*THE PROBLEM*
Copy, in full, each line of the material that holds the word "below".

####

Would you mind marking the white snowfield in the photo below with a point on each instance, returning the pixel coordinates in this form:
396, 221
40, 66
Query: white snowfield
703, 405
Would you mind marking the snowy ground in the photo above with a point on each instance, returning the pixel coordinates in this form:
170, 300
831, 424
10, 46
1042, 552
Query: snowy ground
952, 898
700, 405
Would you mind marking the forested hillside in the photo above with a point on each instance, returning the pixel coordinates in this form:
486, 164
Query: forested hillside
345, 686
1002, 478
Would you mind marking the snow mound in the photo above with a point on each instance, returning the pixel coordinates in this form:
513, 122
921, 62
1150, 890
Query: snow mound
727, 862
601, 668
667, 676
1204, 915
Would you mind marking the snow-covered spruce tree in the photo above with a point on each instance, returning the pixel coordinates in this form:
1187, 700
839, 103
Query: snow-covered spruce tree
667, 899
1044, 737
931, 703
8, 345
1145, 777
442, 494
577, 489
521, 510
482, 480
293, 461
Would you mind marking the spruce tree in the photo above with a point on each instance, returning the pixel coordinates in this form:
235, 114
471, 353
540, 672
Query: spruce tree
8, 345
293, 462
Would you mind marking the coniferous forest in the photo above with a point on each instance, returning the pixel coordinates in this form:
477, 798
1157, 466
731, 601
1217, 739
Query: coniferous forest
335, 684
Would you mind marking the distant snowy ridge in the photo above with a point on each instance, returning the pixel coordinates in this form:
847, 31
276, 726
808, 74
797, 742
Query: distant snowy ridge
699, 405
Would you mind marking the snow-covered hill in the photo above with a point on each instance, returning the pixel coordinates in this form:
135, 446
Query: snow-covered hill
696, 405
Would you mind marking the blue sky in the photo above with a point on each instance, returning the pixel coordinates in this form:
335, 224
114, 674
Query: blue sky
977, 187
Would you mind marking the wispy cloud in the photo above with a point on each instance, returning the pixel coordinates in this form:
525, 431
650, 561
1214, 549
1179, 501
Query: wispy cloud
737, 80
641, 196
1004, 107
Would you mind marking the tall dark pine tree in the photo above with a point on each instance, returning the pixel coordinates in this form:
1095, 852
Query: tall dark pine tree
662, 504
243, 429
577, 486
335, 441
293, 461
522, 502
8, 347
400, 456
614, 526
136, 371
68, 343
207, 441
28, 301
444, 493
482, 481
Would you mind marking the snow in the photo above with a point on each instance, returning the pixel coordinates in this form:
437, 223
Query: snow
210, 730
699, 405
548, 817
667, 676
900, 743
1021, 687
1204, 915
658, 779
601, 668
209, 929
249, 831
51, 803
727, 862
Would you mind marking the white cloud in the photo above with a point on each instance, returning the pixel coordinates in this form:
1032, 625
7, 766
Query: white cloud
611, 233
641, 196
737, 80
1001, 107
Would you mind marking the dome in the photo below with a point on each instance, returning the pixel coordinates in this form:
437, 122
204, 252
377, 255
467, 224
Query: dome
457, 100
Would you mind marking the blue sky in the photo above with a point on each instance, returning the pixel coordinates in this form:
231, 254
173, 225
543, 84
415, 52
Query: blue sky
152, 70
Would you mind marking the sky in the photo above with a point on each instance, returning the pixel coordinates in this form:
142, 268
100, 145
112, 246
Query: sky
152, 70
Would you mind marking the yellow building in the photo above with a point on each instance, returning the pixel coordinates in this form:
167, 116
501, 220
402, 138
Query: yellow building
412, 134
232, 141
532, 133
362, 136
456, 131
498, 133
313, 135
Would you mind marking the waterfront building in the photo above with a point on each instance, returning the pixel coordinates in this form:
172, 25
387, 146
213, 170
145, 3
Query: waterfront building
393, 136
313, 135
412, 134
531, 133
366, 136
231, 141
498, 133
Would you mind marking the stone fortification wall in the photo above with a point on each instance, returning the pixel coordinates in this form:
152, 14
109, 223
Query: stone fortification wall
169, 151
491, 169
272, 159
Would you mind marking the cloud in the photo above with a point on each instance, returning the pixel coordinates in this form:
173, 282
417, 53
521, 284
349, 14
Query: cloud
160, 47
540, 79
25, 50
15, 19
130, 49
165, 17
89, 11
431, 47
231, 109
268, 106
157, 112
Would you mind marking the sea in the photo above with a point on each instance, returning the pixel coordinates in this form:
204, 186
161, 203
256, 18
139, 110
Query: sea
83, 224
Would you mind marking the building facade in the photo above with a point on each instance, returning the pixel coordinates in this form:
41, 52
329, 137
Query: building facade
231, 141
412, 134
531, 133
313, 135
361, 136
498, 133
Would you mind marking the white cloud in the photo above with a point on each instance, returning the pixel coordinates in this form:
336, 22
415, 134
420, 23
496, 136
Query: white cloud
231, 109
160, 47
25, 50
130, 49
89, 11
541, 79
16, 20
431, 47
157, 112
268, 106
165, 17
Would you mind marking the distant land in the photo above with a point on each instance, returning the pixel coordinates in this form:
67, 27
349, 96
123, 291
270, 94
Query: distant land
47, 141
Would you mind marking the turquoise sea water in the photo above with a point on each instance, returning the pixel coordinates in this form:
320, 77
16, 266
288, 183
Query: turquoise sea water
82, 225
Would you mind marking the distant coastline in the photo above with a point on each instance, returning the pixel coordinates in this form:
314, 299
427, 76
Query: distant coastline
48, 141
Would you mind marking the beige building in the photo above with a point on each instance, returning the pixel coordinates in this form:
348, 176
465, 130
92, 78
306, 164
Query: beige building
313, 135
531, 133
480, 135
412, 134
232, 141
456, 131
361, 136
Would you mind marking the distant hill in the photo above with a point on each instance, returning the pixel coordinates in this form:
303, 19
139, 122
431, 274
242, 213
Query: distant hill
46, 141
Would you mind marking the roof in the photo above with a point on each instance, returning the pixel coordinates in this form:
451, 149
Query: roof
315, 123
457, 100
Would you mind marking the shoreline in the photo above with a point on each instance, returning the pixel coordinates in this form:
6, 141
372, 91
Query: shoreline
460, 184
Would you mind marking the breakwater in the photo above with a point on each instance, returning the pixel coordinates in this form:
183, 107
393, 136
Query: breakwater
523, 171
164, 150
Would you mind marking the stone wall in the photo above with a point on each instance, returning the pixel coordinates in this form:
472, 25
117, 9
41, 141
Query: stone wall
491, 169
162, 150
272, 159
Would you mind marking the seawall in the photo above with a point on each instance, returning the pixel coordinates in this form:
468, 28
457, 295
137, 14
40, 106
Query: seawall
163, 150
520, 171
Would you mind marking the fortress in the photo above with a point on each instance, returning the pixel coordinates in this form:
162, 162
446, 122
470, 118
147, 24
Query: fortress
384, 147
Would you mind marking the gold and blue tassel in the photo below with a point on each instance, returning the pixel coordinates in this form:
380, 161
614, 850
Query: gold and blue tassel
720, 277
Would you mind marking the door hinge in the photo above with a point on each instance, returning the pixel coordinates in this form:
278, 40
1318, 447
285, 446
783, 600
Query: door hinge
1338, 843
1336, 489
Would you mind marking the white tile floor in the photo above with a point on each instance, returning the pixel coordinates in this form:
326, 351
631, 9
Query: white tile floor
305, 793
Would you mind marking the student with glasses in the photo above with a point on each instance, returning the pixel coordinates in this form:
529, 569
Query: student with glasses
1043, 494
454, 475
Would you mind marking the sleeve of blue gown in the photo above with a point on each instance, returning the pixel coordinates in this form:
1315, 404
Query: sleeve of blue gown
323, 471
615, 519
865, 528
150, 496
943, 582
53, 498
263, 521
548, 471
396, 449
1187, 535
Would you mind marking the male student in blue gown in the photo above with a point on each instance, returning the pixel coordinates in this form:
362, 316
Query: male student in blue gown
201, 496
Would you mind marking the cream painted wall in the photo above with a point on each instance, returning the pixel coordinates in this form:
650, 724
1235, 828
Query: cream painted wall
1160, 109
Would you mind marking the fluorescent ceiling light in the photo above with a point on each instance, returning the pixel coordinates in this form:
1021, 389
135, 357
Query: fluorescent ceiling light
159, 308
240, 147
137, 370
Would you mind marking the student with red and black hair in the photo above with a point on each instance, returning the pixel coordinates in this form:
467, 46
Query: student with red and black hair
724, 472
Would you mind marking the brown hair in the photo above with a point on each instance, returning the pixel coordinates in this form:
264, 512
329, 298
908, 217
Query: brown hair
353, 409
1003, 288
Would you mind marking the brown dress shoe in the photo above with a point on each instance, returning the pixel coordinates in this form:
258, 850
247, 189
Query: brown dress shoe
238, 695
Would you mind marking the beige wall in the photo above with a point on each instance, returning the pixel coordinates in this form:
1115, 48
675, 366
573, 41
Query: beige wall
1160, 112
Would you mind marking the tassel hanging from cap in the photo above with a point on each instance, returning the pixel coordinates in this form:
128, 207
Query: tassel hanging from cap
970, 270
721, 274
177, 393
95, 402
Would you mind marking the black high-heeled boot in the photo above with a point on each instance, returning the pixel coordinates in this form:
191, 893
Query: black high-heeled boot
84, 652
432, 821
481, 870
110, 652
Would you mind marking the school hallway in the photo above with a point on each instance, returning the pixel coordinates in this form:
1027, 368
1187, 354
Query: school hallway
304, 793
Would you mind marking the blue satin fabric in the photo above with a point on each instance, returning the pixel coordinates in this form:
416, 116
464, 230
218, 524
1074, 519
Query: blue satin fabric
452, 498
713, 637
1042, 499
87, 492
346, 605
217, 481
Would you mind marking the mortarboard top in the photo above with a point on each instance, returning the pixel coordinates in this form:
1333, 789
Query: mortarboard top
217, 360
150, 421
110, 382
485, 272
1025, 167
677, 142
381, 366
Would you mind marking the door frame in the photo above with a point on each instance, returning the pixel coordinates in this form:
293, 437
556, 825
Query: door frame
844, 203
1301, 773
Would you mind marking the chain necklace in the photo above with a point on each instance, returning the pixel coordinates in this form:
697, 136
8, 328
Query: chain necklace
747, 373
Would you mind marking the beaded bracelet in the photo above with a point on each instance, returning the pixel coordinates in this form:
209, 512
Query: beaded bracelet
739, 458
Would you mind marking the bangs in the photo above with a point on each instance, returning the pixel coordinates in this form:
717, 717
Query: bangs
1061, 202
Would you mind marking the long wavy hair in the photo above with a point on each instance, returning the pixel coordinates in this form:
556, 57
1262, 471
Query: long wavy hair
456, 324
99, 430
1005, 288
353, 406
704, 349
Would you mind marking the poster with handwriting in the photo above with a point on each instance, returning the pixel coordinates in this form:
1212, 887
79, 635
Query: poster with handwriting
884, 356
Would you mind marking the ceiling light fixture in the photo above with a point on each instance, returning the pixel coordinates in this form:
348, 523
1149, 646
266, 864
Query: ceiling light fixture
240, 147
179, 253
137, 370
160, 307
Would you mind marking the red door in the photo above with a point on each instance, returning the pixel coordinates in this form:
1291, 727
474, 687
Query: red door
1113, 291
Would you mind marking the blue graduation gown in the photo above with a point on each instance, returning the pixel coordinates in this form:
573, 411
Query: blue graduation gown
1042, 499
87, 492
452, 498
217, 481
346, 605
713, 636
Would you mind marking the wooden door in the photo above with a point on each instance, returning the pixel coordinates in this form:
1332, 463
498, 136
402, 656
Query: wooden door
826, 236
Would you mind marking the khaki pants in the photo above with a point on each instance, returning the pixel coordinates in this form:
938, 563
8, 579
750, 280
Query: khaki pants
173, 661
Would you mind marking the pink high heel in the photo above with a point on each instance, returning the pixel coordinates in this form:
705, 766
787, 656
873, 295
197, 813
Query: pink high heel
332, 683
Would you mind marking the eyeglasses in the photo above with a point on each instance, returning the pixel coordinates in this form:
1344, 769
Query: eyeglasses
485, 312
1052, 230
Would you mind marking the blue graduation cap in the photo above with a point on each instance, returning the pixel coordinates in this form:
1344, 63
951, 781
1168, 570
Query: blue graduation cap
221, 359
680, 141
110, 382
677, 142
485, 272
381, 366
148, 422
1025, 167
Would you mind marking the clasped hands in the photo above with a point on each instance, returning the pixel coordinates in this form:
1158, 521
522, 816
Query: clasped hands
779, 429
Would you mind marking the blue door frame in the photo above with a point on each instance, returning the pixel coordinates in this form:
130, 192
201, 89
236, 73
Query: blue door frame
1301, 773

####

*FINAL ANSWER*
Would you mind marking the white snowfield in the photo below with a point on each instance, returning the pixel coordinates in this form:
Would you mind marking the dome in the photo below with a point on each instance, returning the pixel coordinates in this form:
Would you mind marking the gold and blue tassel in the photo below with a point on each instance, returning the pixel coordinates in this form:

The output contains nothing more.